··· WORKING DATA ···

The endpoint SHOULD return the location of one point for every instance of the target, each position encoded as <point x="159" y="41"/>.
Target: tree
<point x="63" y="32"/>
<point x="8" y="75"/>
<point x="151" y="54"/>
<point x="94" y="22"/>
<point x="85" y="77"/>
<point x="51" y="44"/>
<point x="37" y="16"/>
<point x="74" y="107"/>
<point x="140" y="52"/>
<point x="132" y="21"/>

···

■ **ACTIVITY**: Write each entry out again. Do not change a word.

■ **OUTPUT FOR THIS EXERCISE**:
The endpoint SHOULD return the location of one point for every instance of the target, each position encoded as <point x="159" y="41"/>.
Target: tree
<point x="63" y="32"/>
<point x="8" y="75"/>
<point x="151" y="54"/>
<point x="94" y="22"/>
<point x="85" y="77"/>
<point x="51" y="44"/>
<point x="37" y="16"/>
<point x="74" y="107"/>
<point x="140" y="52"/>
<point x="132" y="21"/>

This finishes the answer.